> [TASK INSTRUCTIONS]: Copy exactly the lines of the material below, starting with the first and including the line that holds "Target: yellow petal".

> [PROVIDED INFORMATION]:

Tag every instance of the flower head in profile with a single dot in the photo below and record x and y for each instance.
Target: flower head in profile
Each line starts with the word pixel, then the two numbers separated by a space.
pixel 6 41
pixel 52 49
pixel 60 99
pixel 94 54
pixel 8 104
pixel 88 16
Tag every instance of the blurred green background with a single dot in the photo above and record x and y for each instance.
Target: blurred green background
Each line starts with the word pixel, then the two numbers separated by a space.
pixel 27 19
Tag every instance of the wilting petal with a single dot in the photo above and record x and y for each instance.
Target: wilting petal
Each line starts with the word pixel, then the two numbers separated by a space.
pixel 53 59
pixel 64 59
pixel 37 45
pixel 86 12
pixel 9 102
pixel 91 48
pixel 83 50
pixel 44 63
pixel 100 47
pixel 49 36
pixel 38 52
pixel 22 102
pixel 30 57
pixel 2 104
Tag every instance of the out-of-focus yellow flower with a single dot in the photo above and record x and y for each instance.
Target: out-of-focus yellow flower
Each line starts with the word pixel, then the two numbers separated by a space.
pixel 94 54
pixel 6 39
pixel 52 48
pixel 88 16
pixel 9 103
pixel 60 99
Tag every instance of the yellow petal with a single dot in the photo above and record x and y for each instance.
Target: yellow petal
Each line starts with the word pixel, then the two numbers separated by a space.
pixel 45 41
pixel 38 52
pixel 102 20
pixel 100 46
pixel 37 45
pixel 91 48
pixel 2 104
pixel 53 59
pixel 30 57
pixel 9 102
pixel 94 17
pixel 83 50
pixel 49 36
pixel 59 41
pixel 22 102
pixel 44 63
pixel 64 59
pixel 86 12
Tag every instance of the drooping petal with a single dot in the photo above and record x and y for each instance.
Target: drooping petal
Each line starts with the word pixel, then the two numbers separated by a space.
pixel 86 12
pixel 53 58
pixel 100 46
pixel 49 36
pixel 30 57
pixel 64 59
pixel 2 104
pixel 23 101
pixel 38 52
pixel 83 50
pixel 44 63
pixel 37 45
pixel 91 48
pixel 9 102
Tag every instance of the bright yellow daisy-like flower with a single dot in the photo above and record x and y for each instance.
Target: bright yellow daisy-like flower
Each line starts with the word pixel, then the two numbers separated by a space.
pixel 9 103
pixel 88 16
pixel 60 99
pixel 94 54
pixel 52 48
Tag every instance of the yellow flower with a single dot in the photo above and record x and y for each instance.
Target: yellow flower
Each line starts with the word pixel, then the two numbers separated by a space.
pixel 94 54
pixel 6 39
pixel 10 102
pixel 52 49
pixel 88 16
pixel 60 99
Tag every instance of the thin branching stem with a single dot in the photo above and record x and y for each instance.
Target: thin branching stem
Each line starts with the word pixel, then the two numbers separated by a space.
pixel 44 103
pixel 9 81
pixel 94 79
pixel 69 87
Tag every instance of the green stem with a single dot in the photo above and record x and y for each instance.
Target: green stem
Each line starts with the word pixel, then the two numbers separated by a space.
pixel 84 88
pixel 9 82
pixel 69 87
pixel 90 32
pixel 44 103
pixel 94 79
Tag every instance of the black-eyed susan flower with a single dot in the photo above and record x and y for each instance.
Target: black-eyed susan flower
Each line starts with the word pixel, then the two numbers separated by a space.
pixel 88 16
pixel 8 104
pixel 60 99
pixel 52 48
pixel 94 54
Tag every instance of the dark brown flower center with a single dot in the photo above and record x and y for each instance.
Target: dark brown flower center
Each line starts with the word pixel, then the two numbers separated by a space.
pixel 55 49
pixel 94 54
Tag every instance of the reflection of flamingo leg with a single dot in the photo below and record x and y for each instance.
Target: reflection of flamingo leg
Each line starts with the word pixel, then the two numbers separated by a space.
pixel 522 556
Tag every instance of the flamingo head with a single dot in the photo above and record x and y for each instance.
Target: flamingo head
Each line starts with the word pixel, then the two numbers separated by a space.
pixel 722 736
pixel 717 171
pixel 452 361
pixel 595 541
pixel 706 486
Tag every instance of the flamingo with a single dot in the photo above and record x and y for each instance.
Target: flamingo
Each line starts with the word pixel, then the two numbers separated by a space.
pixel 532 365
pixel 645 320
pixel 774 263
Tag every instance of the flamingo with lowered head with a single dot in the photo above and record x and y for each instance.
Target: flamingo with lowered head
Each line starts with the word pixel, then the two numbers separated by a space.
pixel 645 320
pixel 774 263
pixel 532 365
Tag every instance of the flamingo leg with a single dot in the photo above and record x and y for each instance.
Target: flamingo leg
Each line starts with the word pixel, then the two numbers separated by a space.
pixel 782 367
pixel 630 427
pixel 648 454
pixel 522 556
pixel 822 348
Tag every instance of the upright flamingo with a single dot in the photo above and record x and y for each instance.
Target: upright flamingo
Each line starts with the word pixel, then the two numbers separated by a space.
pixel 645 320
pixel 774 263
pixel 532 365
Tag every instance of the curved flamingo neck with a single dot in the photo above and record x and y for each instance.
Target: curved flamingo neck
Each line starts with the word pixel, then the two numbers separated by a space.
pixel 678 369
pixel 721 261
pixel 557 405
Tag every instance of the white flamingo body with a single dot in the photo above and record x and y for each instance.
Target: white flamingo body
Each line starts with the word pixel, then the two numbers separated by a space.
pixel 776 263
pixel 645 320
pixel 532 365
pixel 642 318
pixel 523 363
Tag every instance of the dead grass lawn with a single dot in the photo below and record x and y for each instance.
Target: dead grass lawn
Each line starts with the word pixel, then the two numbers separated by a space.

> [RESPONSE AREA]:
Tag every instance of the flower head in profile with a single dot in the photo below and record x and y for each instance.
Target: flower head in profile
Each line starts with the word pixel, then the two numbers separated by a space.
pixel 6 41
pixel 52 49
pixel 60 99
pixel 94 54
pixel 8 104
pixel 88 16
Tag every instance of the blurred green background with a single dot in the photo above and record x and y for each instance.
Target: blurred green background
Each line starts with the word pixel, then the two numbers separated by a space.
pixel 27 19
Tag every instance of the wilting petal with a single dot in the photo above and record x and y for each instance.
Target: wilting petal
Each line starts with the word pixel, then the two numbers separated by a space.
pixel 53 59
pixel 64 59
pixel 37 45
pixel 86 12
pixel 9 102
pixel 91 48
pixel 83 50
pixel 44 63
pixel 100 47
pixel 49 36
pixel 38 52
pixel 22 102
pixel 30 57
pixel 2 104
Tag every instance of the out-of-focus yellow flower with a single dot in the photo above and record x and y for each instance.
Target: out-of-focus yellow flower
Each line starts with the word pixel, then the two numbers separated by a space.
pixel 94 54
pixel 6 39
pixel 52 48
pixel 88 16
pixel 9 103
pixel 60 99
Tag every instance of the yellow petal with a single dot in the photo above and record x and y for each instance.
Target: yellow petal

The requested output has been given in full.